◆ Tasks ◆
[1] Reproduce the court memorandum word for word from "Robert M. Dowling, Attorney" to "reasons of remonstrance.".
[2] Count the lines in the records that contain the string "stone", and reply with only that number.

━━━━━ Text section

4 Conn. Supp. 427

WALTER PERRY, RECEIVER vs. PASQUALE DeROSA, ET AL.

Superior Court New Haven County

File #49965

Present: Hon. JOHN RUFUS BOOTH, Judge.

Robert M. Dowling, Attorney for the Plaintiff.

Sachs, Sachs É? Sachs, Attorneys for the Defendant.

MEMORANDUM FILED FEBRUARY 3, 1937.

BOOTH (JOHN RUFUS), J.

The remonstrance as filed sets forth sixteen claimed reasons of remonstrance.

Some of these reasons relate to a minority report unnecessarily filed by Michael J. Whalen, some represent questions of fact concerning values, some relate to facts claimed to have a bearing upon values and some are merely legal conclusions.

During argument it was conceded that the remonstrance was intended to be directed only to the majority report filed by William B. Kelly and Herbert W. Oviatt and that it was intended to represent but five claims. The brief filed by remonstrants bears out this theory.

*428In the first place it is claimed that the appraisers were not sworn to appraise the property involved before they commenced to perform their duties. This claim was not established by the evidence but the contrary appears.

In the second place it is claimed that the form of oath administered to the appraisers was defective.

The evidence disclosed that the oath administered was in the following form:

“Do you solemnly swear that you will visit the property at 1828 Dixwell Avenue, Hamden, that you will properly examine said property and will make an accurate and impartial appraisal of the same, and that you will render an opinion as to the present and reasonable value thereof, and that you will make a written report to the Court appointing you setting forth your appraisal and the fair and reasonable value you have set upon said property, and that in all respects you will discharge your duty to the best of your abilities, so help you God.”

The appraisers were appointed by virtue of Section 508? of the General Statutes. This section provides among other things that appraisers appointed thereunder shall “under oath” appraise the mortgaged property. No particular form of oath is therein provided. Section 2234 of the General Statutes, however, does prescribe the forms of oaths to be followed in certain instances, and while none is specifically designated as being required of appraisers, a form is provided for “all other persons of whom an oath is required”, which form is as follows:

“You solemnly swear that you will faithfully discharge, according to law, your duties as .... to the best of your ability, so help you God.”

━━━━━━━━━━
━━━━━ Data

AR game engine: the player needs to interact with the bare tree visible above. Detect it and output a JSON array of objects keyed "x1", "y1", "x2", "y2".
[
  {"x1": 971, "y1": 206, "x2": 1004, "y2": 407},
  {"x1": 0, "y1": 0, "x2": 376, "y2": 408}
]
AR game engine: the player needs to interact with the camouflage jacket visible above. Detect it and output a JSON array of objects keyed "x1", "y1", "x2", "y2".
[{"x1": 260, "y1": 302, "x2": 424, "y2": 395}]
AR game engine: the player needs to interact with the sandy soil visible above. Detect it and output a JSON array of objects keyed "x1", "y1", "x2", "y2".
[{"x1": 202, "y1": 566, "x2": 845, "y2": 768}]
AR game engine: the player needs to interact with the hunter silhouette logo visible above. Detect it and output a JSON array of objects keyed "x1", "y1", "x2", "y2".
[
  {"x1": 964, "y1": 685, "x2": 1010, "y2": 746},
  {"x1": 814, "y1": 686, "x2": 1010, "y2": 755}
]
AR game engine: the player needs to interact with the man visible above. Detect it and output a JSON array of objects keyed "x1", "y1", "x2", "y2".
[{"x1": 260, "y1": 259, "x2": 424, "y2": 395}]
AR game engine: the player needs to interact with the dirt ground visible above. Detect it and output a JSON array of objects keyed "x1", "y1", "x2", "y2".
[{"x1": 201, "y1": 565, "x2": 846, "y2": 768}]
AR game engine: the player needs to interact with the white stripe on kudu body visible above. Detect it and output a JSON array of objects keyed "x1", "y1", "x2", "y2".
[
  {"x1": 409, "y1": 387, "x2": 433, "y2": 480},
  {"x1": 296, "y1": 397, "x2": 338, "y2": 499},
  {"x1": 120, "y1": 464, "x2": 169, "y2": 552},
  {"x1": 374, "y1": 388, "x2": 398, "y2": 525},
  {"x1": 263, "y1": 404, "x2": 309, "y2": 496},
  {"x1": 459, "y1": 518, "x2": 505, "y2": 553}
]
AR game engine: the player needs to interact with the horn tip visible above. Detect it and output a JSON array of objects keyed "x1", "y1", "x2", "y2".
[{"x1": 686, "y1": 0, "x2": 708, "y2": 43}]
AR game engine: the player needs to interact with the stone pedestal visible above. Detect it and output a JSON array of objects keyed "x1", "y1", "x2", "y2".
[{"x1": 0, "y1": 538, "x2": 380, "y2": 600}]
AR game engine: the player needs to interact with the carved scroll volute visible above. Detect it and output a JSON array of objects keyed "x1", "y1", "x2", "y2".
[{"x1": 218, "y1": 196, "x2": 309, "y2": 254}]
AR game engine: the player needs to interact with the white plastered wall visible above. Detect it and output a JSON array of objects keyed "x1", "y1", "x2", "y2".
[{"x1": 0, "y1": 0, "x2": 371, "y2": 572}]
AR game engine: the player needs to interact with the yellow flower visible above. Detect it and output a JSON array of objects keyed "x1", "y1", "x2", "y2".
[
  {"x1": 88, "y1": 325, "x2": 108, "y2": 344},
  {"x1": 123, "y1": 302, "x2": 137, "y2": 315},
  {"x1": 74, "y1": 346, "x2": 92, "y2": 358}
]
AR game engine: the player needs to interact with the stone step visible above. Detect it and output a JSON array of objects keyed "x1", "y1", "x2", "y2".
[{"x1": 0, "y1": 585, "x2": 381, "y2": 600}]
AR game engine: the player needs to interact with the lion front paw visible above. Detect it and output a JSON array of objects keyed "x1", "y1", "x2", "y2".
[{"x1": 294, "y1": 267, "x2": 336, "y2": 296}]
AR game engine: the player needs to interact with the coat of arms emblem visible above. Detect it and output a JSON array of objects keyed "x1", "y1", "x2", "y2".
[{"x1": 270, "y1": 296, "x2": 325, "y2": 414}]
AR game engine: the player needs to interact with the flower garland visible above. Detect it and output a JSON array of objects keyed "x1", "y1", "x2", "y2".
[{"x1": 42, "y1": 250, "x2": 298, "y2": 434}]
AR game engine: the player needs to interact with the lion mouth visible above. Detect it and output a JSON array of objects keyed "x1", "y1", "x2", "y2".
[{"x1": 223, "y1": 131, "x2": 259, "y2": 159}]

━━━━━━━━━━

◆ Responses for each task ◆
[1]
Robert M. Dowling, Attorney for the Plaintiff.

Sachs, Sachs É? Sachs, Attorneys for the Defendant.

MEMORANDUM FILED FEBRUARY 3, 1937.

BOOTH (JOHN RUFUS), J.

The remonstrance as filed sets forth sixteen claimed reasons of remonstrance.

[2] 2